* [WHAT IS EXPECTED]: Only the stretch of the listing below that runs from the line with "# indicate a point on each instance of the vegetation" through the line with "# indicate a point on each instance of the sailboat" is to be printed, exactly and with both ends.

* [PROVIDED RECORDS]:

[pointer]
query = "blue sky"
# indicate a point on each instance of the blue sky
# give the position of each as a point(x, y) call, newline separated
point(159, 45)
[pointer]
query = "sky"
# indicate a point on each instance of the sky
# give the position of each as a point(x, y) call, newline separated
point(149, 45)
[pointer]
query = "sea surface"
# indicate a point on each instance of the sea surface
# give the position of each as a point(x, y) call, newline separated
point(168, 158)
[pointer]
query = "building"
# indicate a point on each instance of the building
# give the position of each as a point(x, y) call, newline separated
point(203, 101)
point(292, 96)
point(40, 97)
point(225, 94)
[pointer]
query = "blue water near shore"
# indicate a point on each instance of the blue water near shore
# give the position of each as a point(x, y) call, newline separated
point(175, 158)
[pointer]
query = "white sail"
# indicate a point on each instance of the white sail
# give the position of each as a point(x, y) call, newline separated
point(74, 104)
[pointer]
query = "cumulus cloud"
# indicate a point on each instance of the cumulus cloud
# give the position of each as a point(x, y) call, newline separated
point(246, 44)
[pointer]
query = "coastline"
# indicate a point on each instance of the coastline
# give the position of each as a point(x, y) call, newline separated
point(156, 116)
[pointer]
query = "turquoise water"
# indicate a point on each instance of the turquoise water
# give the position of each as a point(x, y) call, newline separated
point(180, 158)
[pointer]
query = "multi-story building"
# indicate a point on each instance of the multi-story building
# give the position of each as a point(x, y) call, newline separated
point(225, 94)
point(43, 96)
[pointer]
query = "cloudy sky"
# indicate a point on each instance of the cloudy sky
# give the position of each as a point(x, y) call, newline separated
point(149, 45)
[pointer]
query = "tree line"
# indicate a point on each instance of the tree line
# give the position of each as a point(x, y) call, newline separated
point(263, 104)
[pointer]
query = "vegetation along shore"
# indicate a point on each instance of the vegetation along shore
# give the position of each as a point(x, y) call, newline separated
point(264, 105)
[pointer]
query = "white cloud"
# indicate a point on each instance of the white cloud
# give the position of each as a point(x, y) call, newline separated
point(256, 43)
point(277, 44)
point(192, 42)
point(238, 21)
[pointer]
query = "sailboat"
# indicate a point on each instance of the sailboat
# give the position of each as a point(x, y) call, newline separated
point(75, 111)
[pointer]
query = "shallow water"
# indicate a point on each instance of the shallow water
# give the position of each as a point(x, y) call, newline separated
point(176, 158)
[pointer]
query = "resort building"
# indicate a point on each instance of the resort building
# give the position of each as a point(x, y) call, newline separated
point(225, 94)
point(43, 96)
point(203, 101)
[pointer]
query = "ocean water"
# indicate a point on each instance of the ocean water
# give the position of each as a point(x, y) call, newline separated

* [FINISHED TASK]:
# indicate a point on each instance of the vegetation along shore
# give the position of each as a point(x, y) call, newline separated
point(264, 105)
[pointer]
query = "white cloud"
# indicate a point on each instance of the white cloud
# give the position of each as a point(x, y) call, newline separated
point(256, 43)
point(277, 44)
point(192, 42)
point(238, 21)
[pointer]
query = "sailboat"
# indicate a point on each instance of the sailboat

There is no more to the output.